PASSAGE FOR REVIEW:
□ □ □ □ □
Ports & Terminals

Decision Could Come Soon On Corn Belt Ports

Robert Sinkler, who has been leading the charge to have ports in the greater Quad Cities region statistically merged into a single port district, says a final decision from the Corps of Engineers on the concept could come within two weeks.

The project has been dubbed the Mississippi River Ports of Eastern Iowa and Western Illinois (MRPEIWI). Sinkler himself refers to all the ports and terminals along the Illinois Waterway and Upper Mississippi River above Locks and Dam 26 as the “Corn Belt Ports.”

If the boards of 15 counties along the Mississippi River between Keokuk and Dubuque, Iowa, pass resolutions to join a statistical port area, and the application is  approved by the Corps, the 222-mile-long statistical area would be the 68th largest in the United States, including coastal ports. It would be the second largest such port district between St. Louis and Minneapolis/St. Paul. Approval would mean that port and terminal data for the designated area would be consolidated into a single listing, which Sinkler says would help with recognition, funding and coordination of infrastructure improvement efforts.
□ □ □ □ □
EXTRACTED DATA:
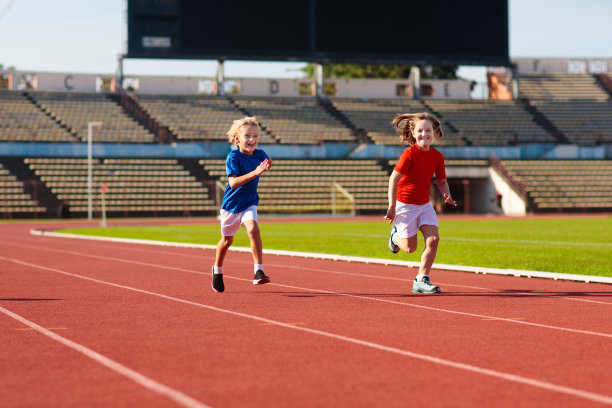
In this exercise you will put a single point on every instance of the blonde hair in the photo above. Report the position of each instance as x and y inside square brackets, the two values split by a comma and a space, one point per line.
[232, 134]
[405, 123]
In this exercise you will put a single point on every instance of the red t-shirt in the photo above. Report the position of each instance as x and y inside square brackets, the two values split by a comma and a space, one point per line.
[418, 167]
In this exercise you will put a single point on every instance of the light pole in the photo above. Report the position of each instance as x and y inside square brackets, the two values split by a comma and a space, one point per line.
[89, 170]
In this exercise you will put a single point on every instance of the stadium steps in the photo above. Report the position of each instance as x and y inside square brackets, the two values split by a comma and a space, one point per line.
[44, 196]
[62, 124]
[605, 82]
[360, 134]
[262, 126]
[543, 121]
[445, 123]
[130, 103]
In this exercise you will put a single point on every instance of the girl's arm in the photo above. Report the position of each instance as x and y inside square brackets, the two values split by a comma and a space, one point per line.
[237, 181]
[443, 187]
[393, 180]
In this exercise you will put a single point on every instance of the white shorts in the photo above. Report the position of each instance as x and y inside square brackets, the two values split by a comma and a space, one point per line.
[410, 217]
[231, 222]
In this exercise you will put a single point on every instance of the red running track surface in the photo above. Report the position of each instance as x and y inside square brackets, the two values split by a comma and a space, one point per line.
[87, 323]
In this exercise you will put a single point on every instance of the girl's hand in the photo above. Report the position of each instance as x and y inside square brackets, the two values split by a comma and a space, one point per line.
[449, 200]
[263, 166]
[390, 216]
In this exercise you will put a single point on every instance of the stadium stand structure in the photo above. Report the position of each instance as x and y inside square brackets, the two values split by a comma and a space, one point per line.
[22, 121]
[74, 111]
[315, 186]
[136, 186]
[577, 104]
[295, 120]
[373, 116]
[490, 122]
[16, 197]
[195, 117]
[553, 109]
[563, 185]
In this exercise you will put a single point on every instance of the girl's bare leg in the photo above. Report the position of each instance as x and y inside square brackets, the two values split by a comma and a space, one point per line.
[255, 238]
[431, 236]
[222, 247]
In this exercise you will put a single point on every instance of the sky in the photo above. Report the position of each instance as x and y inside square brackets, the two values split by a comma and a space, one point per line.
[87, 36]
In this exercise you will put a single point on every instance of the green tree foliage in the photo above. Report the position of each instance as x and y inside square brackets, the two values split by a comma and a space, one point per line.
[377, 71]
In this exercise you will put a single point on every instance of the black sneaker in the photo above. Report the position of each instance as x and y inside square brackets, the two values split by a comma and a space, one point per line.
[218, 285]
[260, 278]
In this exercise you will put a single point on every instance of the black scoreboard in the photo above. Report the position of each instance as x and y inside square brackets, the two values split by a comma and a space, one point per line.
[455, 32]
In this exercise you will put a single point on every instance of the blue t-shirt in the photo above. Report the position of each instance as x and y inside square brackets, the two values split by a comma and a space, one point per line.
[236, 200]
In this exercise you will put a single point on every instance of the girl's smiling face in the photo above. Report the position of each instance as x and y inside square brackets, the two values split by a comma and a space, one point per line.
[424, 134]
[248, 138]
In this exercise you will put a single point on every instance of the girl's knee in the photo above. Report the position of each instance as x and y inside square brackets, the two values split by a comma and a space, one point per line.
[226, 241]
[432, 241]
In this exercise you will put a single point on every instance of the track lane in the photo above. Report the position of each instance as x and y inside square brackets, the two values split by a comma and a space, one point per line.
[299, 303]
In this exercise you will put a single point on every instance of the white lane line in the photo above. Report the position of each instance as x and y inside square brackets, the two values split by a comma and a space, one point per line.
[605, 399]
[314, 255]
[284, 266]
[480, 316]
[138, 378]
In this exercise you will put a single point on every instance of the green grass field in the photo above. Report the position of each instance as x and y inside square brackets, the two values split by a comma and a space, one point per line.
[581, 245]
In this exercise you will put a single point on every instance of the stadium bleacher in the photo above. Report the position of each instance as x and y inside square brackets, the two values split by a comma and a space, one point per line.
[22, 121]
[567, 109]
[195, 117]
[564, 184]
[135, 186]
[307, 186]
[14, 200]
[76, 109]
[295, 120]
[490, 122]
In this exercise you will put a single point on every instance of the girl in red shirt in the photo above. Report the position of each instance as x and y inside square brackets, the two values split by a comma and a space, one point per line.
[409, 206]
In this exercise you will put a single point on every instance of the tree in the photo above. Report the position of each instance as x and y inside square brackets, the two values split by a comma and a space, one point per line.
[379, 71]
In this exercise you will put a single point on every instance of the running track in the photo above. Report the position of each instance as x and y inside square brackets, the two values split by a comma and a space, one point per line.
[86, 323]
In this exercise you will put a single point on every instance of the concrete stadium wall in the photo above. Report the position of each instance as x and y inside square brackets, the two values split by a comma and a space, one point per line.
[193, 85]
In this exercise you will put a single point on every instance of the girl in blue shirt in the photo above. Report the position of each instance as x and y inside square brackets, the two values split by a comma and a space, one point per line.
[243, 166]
□ □ □ □ □
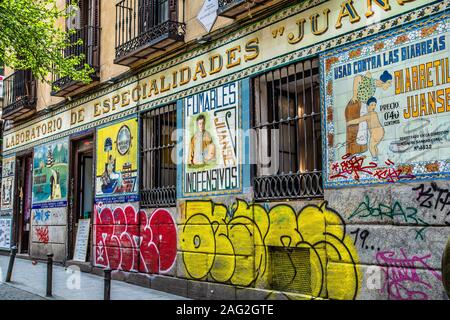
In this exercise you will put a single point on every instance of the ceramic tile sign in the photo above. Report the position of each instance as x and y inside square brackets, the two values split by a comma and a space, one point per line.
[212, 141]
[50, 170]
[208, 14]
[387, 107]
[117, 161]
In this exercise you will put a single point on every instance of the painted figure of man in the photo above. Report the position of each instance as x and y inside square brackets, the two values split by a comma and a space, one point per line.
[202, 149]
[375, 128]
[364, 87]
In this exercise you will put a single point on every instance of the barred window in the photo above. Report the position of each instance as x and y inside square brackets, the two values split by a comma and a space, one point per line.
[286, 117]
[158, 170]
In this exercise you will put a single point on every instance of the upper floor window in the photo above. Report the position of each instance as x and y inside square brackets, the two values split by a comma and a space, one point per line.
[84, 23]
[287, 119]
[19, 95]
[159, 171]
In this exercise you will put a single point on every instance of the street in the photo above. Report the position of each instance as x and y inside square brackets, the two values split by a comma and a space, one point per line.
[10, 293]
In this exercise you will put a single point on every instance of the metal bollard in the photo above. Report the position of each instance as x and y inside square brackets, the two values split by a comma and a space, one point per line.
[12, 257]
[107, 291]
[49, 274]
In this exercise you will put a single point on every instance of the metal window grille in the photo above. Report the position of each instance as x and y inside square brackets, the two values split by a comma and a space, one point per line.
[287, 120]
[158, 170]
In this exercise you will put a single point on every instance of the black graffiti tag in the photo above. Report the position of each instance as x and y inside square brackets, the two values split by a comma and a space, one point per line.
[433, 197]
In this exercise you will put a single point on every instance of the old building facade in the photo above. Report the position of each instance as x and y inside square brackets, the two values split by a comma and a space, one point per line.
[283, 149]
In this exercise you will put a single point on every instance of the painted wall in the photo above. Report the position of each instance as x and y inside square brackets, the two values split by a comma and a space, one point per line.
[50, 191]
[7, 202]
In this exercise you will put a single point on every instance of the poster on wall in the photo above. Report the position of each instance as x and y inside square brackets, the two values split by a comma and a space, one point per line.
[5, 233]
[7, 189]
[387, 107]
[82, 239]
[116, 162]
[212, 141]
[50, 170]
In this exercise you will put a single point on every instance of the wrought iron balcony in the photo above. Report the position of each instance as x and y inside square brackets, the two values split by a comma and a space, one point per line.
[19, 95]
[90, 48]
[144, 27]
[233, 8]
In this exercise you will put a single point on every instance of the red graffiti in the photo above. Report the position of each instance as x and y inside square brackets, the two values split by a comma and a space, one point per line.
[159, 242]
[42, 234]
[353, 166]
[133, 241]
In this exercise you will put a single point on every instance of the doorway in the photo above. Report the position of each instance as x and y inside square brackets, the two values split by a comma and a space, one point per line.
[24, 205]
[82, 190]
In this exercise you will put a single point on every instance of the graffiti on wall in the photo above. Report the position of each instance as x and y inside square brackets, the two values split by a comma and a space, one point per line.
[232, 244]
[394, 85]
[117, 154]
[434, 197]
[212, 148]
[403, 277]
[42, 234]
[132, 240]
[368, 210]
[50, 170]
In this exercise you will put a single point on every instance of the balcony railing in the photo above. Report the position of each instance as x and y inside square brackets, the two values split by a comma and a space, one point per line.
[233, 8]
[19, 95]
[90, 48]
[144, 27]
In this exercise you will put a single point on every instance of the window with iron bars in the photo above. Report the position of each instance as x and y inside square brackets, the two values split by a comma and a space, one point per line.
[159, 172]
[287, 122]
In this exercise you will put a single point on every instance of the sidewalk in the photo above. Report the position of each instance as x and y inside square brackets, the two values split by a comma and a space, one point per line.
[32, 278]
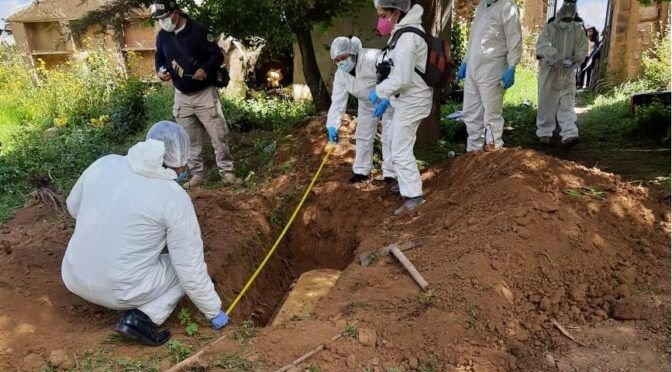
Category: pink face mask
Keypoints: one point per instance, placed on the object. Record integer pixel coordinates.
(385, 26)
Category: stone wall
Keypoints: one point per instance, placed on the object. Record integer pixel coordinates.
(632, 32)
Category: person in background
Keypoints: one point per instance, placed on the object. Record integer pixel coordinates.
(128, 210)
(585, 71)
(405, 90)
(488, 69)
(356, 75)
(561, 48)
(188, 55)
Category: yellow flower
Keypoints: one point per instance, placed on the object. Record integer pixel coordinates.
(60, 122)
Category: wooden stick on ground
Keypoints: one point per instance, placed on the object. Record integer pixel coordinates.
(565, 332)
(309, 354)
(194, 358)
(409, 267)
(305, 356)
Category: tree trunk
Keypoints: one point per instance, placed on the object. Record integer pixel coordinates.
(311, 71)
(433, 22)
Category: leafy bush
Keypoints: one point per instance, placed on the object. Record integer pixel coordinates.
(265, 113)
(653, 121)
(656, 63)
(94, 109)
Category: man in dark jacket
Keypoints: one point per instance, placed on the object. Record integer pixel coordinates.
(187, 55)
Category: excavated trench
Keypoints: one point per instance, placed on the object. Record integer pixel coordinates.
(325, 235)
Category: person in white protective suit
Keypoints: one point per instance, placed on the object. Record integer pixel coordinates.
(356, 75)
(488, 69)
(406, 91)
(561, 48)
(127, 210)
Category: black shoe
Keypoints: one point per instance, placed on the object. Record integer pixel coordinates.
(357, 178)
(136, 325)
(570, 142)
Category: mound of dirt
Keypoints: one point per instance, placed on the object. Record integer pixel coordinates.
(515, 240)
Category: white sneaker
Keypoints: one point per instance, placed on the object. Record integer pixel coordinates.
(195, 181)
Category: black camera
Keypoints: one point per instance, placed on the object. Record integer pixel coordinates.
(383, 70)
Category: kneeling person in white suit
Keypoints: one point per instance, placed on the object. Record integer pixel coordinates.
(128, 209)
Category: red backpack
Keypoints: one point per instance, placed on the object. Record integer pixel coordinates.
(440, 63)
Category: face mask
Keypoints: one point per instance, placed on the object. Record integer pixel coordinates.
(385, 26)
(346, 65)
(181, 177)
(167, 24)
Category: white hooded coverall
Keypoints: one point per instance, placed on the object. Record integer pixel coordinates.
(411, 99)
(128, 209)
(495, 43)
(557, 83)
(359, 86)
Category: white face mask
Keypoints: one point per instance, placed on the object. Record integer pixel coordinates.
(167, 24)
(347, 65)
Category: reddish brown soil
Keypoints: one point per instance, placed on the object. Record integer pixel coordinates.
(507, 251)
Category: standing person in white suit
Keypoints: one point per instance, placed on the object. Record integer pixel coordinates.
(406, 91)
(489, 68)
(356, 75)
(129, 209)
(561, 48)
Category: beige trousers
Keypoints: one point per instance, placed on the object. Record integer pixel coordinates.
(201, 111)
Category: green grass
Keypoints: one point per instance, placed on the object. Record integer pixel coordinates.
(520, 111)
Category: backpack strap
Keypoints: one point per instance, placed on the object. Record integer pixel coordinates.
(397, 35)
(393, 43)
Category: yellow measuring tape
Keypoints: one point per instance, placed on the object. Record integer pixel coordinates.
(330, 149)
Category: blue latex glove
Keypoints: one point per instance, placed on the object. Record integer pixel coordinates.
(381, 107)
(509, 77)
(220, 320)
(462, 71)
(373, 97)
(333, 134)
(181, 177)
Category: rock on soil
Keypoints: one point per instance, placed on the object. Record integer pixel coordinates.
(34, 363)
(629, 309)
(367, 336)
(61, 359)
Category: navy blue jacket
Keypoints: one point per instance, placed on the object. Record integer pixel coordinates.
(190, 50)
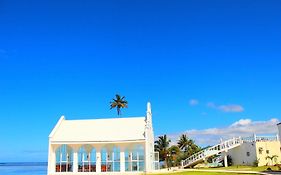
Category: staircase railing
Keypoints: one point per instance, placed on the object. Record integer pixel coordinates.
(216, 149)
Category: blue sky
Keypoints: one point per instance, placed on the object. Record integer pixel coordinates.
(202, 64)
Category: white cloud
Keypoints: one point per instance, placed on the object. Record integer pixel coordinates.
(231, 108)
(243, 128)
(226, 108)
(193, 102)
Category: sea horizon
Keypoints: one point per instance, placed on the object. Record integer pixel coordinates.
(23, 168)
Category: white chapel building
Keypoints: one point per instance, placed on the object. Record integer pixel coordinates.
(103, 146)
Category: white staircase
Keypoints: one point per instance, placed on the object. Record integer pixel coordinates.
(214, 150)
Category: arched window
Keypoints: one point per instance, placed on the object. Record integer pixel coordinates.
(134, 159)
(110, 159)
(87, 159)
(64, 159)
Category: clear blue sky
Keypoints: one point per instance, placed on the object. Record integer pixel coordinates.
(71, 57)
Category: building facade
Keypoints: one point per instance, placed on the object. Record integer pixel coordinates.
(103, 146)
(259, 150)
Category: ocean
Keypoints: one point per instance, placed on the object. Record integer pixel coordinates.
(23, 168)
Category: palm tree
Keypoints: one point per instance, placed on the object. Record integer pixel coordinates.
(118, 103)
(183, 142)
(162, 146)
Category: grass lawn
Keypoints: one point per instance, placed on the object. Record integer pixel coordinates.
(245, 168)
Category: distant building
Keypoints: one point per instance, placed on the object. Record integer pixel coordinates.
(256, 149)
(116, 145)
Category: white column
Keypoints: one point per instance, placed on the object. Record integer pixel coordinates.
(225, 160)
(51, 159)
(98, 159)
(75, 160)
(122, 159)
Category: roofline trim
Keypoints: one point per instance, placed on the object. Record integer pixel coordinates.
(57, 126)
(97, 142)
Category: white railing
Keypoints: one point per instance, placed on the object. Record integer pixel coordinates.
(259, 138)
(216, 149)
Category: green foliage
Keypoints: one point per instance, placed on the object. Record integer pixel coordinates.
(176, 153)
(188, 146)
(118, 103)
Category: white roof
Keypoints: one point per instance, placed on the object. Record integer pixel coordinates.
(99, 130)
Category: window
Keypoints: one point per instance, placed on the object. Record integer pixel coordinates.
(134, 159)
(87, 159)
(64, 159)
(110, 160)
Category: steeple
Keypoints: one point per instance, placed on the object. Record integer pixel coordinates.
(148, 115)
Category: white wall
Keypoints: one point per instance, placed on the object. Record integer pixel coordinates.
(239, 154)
□ □ □ □ □
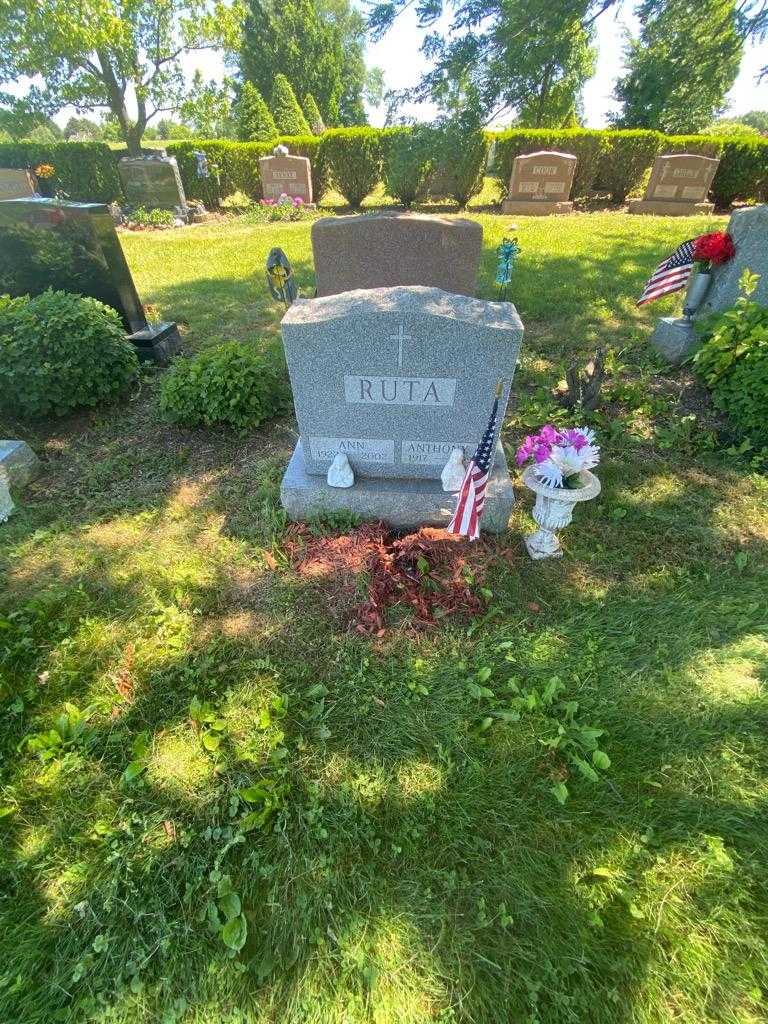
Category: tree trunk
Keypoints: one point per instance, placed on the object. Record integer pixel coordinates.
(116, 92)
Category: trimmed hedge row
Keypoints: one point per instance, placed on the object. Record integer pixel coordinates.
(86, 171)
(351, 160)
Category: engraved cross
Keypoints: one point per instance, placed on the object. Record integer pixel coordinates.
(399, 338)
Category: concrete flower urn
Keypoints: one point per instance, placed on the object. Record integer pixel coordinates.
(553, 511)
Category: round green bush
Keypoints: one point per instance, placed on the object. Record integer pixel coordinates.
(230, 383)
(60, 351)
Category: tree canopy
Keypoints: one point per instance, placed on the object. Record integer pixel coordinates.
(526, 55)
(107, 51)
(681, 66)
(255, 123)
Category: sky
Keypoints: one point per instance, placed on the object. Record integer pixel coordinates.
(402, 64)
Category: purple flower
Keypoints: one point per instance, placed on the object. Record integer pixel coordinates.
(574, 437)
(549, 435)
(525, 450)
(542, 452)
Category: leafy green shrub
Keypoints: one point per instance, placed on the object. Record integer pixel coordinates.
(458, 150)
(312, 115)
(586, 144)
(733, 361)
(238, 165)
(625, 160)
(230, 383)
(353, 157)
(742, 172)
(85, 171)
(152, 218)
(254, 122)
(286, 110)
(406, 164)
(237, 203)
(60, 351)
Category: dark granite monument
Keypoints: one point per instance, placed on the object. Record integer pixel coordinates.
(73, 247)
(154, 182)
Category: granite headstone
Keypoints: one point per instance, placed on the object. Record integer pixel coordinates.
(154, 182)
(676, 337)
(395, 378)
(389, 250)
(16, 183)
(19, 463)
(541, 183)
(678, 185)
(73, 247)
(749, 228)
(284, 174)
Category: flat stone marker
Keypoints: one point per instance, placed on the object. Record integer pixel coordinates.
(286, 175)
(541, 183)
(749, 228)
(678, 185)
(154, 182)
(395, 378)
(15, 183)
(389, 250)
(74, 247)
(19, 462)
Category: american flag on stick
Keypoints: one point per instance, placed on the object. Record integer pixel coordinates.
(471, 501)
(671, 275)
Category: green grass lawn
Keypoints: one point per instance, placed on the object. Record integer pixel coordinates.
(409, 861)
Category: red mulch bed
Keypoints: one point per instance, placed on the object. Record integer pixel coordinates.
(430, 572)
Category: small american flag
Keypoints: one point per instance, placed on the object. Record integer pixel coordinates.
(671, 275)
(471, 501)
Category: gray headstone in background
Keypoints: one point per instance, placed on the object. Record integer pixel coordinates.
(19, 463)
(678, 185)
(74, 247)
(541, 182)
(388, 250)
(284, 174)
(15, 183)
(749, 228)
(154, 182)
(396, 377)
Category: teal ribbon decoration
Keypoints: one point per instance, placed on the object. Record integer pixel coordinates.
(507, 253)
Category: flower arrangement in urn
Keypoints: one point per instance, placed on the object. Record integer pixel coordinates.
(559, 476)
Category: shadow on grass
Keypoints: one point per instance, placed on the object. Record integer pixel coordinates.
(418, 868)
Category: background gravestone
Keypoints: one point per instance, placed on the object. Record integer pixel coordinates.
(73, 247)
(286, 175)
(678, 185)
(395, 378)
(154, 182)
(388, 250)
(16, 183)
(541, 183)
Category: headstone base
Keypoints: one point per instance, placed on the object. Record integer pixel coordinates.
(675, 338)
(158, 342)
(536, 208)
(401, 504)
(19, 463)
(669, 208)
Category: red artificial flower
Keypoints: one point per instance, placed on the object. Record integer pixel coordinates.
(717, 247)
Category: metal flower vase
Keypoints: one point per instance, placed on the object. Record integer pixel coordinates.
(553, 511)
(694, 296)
□ □ □ □ □
ASSIGNMENT A:
Answer these questions from the article on the Corn Belt Ports proposal:
(i) How soon could the Corps of Engineers make a final decision on the concept?
(ii) What name does Sinkler use for the ports and terminals along the Illinois Waterway and the Upper Mississippi River above Locks and Dam 26?
(iii) How long would the proposed statistical area be, and where would it rank among U.S. port areas?
ASSIGNMENT B: Write the next part of the article on the Corn Belt Ports proposal, starting after its last sentence.

REPLY A:
(i) Within two weeks.
(ii) The "Corn Belt Ports."
(iii) It would be 222 miles long and the 68th largest in the United States, counting coastal ports.

REPLY B:
In the past year, Sinkler has presented and argued for the concept before just about every local county board, city council and regional planning agency in the region. He has succeeded in getting buy-in and support from almost all of them, although his efforts have been slowed by the lockdowns associated with COVID-19.

“I just don’t see any downside to this [designation] at all,” he recently told The Waterways Journal. “It helps forge a single port identity for this region, it helps with data collection and management, and it helps us with grants. It helps port and transportation funding move toward that flexibility envisioned as long ago as 1991, when President George H.W. Bush signed the Intermodal Surface Transportation Efficiency Act (ISTEA) into law. ISTEA promoted a transportation system in which different modes and facilities—highway, rail, aviation and marine—were better integrated at the local level.”

The Quad Cities region, embracing both banks of a westward-running stretch of the Mississippi River, includes the towns of Moline, East Moline and Rock Island in Illinois, and Davenport and Bettendorf in Iowa.  The Quad Cities metro area (Scott County in Iowa and Rock Island County and Henry County in Illinois) has about 500,000 people altogether. The largest of the towns, Davenport, has a population of about 100,000. The area is dense in river terminals and traffic, but until now, there has been no central agency collecting port data. The designation itself wouldn’t give any new taxing authority to any local body.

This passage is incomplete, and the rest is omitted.